[START GIVEN DATA]

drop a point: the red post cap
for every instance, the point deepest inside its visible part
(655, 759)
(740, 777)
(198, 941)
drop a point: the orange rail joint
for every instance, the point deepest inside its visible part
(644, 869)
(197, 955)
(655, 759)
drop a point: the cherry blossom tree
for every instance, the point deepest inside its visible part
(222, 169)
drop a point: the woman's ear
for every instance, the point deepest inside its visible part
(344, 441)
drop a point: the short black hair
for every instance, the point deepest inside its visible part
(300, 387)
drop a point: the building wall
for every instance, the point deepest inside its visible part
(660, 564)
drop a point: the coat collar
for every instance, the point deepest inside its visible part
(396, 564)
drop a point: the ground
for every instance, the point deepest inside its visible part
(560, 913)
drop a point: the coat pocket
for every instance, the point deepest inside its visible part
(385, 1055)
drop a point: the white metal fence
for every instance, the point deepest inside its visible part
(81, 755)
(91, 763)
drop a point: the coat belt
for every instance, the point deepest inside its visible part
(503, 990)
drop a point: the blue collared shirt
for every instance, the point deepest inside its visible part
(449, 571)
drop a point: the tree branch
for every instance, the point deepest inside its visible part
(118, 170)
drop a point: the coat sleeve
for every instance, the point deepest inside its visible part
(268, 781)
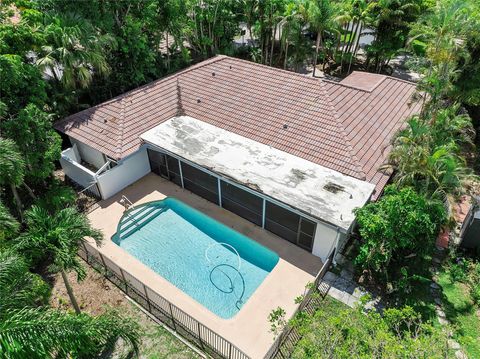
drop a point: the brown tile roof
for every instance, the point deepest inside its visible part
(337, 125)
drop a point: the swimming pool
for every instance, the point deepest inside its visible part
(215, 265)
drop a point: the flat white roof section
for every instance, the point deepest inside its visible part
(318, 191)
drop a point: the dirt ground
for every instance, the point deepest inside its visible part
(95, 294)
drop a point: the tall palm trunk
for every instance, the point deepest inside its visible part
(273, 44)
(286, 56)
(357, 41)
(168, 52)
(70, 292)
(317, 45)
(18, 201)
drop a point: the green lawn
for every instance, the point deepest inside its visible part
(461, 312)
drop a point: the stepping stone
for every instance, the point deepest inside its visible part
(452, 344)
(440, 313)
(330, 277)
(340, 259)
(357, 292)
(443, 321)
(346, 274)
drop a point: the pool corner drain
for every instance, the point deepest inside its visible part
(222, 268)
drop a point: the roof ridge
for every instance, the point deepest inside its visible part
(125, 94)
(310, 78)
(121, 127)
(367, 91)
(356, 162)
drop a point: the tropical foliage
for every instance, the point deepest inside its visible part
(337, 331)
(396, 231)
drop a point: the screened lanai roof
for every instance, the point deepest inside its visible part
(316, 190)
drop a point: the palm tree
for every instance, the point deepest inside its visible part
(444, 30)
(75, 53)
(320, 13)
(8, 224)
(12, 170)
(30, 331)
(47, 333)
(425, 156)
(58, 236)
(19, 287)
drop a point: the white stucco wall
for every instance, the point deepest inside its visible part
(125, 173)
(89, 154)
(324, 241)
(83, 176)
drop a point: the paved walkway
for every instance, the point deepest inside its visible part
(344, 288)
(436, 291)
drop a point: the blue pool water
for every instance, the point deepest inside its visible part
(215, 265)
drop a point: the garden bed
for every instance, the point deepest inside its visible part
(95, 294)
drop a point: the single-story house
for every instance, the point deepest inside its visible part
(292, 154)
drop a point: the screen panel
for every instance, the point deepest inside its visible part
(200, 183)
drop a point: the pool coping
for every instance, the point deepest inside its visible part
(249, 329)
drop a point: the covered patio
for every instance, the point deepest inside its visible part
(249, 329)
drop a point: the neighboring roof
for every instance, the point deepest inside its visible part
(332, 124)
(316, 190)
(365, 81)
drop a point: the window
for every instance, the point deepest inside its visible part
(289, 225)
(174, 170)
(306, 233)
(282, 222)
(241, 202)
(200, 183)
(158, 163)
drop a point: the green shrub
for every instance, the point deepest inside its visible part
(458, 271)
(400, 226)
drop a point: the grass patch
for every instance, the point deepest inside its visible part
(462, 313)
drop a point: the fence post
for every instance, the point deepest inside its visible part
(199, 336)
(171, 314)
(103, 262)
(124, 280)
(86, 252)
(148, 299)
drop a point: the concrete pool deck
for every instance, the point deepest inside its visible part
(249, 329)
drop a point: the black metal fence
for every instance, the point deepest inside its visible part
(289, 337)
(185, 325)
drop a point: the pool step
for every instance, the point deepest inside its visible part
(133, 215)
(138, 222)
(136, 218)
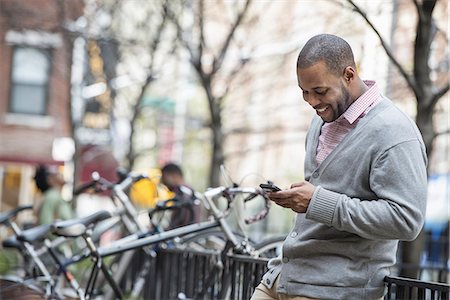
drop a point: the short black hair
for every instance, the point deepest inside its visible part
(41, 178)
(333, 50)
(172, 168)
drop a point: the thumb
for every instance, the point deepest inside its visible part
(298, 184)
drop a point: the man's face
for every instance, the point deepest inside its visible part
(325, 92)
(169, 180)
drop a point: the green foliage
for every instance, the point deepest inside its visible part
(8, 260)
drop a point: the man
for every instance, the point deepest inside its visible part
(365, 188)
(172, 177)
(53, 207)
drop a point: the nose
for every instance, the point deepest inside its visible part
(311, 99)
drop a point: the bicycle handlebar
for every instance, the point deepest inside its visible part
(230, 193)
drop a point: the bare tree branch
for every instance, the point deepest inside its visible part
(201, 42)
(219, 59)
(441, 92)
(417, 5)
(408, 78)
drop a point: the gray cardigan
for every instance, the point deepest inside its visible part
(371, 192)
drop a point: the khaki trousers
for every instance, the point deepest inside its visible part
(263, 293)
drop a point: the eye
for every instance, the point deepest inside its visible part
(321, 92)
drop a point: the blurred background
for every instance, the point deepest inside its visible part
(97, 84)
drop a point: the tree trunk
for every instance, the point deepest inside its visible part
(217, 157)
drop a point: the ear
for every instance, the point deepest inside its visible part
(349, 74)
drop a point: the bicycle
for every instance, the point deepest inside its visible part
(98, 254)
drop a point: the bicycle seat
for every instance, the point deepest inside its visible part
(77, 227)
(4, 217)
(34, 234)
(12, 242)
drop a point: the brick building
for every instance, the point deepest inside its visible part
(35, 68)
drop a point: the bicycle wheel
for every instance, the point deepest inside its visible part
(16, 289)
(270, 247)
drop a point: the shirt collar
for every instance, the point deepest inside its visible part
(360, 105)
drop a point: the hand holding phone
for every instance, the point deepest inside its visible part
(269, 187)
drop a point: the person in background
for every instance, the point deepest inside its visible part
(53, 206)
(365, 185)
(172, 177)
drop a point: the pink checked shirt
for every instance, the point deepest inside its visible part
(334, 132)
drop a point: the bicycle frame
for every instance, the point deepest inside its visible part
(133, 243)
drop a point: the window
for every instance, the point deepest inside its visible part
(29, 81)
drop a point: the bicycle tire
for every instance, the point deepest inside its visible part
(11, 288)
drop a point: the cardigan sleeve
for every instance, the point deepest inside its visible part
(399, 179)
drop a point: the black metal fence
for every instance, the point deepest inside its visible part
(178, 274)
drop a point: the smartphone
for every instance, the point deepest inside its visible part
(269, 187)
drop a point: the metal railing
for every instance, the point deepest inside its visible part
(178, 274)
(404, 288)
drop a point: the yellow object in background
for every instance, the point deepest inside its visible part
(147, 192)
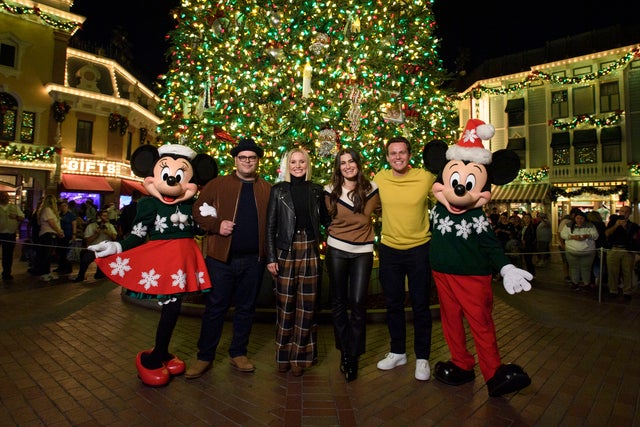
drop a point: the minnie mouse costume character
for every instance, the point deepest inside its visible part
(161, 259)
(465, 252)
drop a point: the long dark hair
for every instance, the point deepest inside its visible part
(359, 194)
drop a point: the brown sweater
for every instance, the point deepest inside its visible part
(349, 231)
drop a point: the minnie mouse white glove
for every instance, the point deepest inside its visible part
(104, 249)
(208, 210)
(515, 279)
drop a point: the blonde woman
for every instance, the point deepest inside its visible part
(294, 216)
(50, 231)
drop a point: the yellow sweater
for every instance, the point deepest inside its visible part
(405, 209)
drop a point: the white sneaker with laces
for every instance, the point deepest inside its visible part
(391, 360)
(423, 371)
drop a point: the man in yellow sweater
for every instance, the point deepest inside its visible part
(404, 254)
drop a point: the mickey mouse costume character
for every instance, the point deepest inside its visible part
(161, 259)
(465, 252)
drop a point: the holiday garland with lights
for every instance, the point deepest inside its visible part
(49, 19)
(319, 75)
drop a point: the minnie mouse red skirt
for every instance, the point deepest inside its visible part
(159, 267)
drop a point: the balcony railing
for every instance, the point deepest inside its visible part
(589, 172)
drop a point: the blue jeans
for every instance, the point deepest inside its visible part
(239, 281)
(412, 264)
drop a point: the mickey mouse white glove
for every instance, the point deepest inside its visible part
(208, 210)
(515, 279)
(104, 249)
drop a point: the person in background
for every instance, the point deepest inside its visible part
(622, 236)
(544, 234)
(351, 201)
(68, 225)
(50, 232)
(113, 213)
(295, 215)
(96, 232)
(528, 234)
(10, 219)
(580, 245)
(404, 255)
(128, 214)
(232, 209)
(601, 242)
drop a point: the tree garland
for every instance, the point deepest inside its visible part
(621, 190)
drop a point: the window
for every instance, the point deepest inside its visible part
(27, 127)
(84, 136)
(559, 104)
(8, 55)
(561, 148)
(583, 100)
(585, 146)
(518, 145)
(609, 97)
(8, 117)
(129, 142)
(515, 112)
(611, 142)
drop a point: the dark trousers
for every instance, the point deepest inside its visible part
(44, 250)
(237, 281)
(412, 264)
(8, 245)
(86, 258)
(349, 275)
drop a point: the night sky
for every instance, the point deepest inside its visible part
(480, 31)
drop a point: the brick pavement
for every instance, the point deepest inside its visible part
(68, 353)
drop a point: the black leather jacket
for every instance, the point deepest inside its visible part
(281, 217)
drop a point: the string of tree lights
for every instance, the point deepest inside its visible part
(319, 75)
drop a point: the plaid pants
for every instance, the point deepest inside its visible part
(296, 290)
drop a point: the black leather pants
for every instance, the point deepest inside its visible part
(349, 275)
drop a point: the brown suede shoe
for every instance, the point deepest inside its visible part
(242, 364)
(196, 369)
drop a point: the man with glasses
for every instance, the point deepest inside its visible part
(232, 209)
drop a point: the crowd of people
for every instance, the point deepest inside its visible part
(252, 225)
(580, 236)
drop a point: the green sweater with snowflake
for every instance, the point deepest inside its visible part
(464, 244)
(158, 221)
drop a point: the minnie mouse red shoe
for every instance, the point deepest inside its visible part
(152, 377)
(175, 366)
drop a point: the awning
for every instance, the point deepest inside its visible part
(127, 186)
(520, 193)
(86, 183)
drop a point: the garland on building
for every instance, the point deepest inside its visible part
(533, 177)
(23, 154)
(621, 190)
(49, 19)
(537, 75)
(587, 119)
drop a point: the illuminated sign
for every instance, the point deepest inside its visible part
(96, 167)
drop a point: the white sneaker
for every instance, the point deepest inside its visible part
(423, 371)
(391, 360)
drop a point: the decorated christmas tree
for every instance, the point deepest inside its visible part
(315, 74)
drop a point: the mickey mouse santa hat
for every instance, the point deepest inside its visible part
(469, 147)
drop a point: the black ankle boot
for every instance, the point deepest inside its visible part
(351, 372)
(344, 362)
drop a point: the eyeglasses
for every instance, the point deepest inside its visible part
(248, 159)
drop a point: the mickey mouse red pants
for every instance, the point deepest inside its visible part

[END GIVEN DATA]

- **DIRECTIONS**: Copy out the lines from the one holding "drop a point: the building wall" through the one holding "(385, 1055)", inclusive.

- **FULL RESPONSE**:
drop a point: the building wall
for every instance, the point deepest inside its visible part
(660, 564)
drop a point: the coat collar
for every instance, the point deepest inside its visible part
(396, 564)
drop a point: the ground
for every instance, the point deepest inside its visible part
(560, 913)
drop a point: the coat pocket
for every instance, the point deepest inside its visible part
(385, 1055)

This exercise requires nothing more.